Scan the data for "surface" and copy each matching line.

[Natural language region descriptions]
-----
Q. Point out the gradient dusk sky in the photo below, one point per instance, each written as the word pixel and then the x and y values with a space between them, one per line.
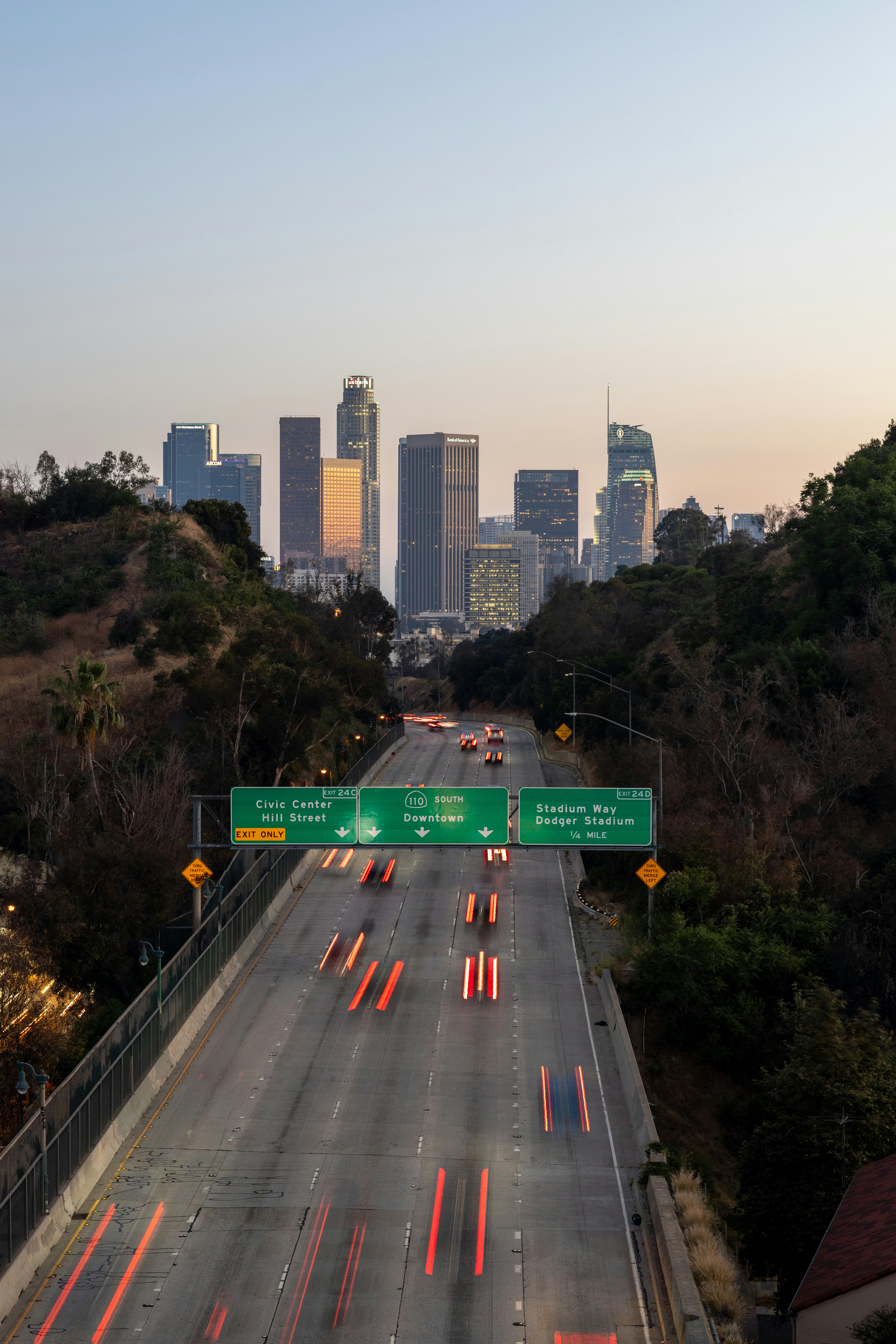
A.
pixel 217 212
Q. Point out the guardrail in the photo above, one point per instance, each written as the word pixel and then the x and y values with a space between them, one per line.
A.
pixel 682 1291
pixel 371 757
pixel 88 1101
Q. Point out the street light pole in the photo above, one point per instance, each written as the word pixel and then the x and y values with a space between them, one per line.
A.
pixel 609 687
pixel 22 1088
pixel 574 665
pixel 659 837
pixel 144 962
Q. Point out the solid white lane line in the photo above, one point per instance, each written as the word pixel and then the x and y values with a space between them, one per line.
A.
pixel 606 1116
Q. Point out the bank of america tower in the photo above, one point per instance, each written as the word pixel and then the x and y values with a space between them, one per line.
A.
pixel 358 437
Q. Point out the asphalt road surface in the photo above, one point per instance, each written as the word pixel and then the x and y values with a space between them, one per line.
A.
pixel 371 1156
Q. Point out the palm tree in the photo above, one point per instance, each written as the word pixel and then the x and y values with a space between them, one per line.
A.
pixel 85 707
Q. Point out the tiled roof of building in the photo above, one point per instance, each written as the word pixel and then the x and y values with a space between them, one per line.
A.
pixel 860 1245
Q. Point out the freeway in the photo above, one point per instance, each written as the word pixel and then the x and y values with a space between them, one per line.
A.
pixel 361 1152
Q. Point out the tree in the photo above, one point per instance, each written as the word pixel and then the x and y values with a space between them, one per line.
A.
pixel 684 534
pixel 85 707
pixel 879 1327
pixel 845 534
pixel 229 526
pixel 790 1166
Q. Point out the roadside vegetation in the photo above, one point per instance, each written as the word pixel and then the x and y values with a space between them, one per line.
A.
pixel 144 659
pixel 770 674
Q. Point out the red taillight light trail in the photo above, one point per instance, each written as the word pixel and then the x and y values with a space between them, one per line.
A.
pixel 73 1277
pixel 359 992
pixel 546 1100
pixel 584 1105
pixel 390 986
pixel 328 951
pixel 215 1323
pixel 480 1233
pixel 351 1287
pixel 434 1225
pixel 129 1273
pixel 287 1338
pixel 354 953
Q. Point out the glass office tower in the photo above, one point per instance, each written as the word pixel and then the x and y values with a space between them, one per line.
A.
pixel 629 450
pixel 438 492
pixel 300 487
pixel 236 478
pixel 547 503
pixel 528 548
pixel 494 527
pixel 185 452
pixel 633 521
pixel 342 494
pixel 492 587
pixel 358 439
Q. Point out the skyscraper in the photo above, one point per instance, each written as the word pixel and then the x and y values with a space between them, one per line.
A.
pixel 358 437
pixel 492 527
pixel 236 478
pixel 492 585
pixel 527 544
pixel 185 452
pixel 300 486
pixel 600 544
pixel 437 523
pixel 547 503
pixel 629 450
pixel 633 519
pixel 342 494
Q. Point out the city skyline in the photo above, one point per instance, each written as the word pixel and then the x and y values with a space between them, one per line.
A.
pixel 741 307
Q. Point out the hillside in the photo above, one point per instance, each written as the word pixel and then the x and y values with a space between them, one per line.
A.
pixel 144 660
pixel 768 978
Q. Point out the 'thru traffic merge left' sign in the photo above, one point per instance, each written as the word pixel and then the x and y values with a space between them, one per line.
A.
pixel 293 816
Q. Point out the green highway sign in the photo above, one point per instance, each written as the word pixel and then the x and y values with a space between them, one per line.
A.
pixel 293 816
pixel 448 815
pixel 586 818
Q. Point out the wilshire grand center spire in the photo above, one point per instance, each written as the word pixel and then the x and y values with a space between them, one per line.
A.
pixel 358 437
pixel 632 499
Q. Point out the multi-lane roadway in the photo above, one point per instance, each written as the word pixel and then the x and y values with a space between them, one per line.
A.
pixel 361 1152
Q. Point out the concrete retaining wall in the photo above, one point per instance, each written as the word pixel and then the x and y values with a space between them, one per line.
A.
pixel 50 1230
pixel 684 1300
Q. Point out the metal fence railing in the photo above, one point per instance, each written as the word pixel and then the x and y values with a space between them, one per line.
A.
pixel 85 1104
pixel 83 1108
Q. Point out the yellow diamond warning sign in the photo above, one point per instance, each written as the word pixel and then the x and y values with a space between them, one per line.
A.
pixel 197 873
pixel 651 873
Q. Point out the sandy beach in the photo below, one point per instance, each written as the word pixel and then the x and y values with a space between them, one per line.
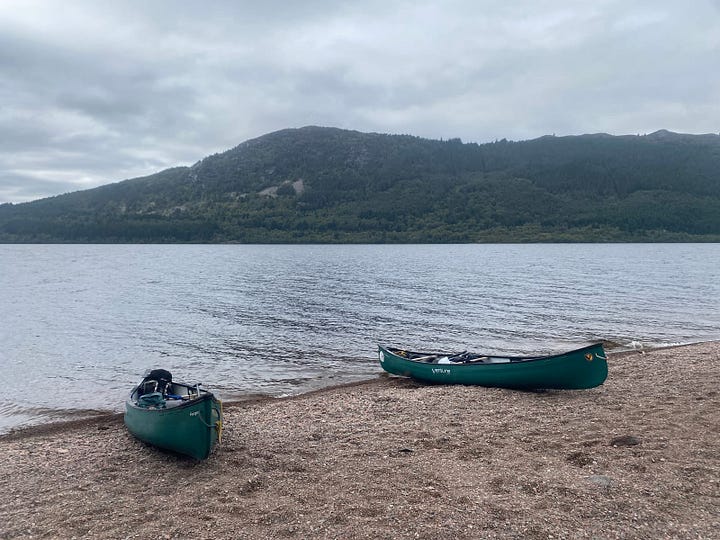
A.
pixel 638 457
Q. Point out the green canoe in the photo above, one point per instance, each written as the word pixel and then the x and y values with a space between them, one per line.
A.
pixel 175 416
pixel 581 368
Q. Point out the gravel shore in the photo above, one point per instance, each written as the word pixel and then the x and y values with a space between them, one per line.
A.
pixel 638 457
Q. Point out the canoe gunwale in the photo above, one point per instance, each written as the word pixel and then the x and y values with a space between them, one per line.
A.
pixel 511 359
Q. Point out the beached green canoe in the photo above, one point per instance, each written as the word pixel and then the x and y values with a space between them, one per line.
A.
pixel 581 368
pixel 174 416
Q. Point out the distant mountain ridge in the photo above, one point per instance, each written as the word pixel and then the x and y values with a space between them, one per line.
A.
pixel 317 184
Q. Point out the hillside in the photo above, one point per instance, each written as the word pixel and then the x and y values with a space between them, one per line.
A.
pixel 329 185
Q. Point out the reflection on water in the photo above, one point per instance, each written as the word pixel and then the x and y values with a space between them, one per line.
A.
pixel 82 323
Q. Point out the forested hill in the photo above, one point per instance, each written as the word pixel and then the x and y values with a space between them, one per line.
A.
pixel 329 185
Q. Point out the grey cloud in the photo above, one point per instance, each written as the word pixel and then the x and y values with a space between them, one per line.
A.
pixel 91 94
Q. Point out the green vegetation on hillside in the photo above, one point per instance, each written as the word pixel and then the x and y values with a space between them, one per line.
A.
pixel 329 185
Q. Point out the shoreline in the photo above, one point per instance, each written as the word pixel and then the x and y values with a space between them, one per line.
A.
pixel 58 425
pixel 637 457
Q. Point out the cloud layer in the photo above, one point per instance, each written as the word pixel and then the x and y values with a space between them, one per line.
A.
pixel 91 94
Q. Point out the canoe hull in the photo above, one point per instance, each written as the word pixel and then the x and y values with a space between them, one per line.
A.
pixel 581 368
pixel 191 428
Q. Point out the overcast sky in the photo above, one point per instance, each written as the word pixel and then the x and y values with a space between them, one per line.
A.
pixel 96 92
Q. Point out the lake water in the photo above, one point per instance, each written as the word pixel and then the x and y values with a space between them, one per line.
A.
pixel 80 324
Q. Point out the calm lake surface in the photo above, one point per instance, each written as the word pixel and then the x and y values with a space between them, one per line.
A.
pixel 80 324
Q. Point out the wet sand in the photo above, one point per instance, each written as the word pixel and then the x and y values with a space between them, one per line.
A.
pixel 638 457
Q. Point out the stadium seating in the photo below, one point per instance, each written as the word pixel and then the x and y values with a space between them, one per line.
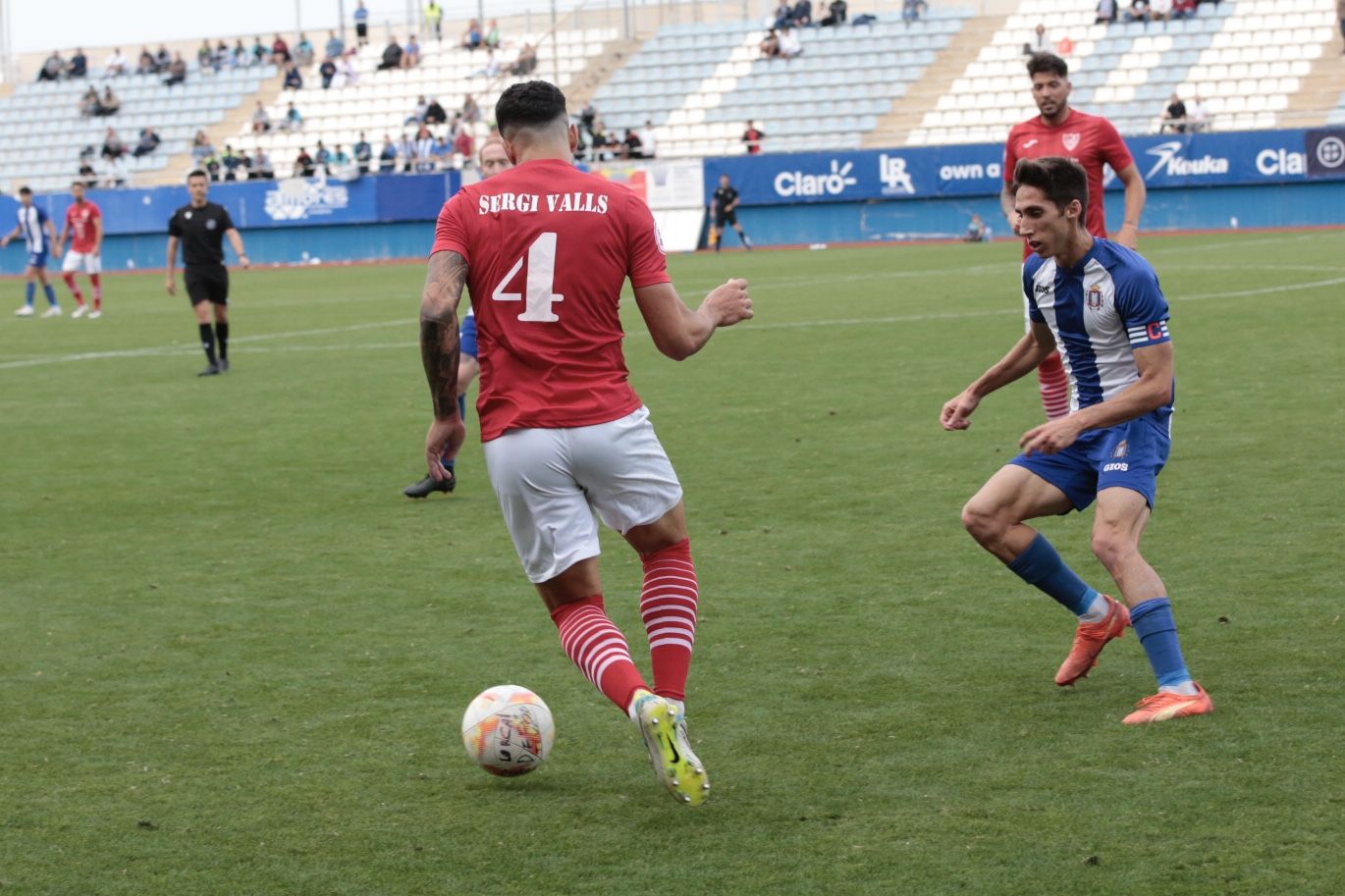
-----
• [Result]
Q. Point out the asphalt road surface in the photo above, one point per instance, each written as the word pixel and then the x and y values with a space between them, one per line.
Q. Point out the calm lake surface in the photo above, one point per instance, each written as the word pixel and then the x and y values with a space between them, one per line.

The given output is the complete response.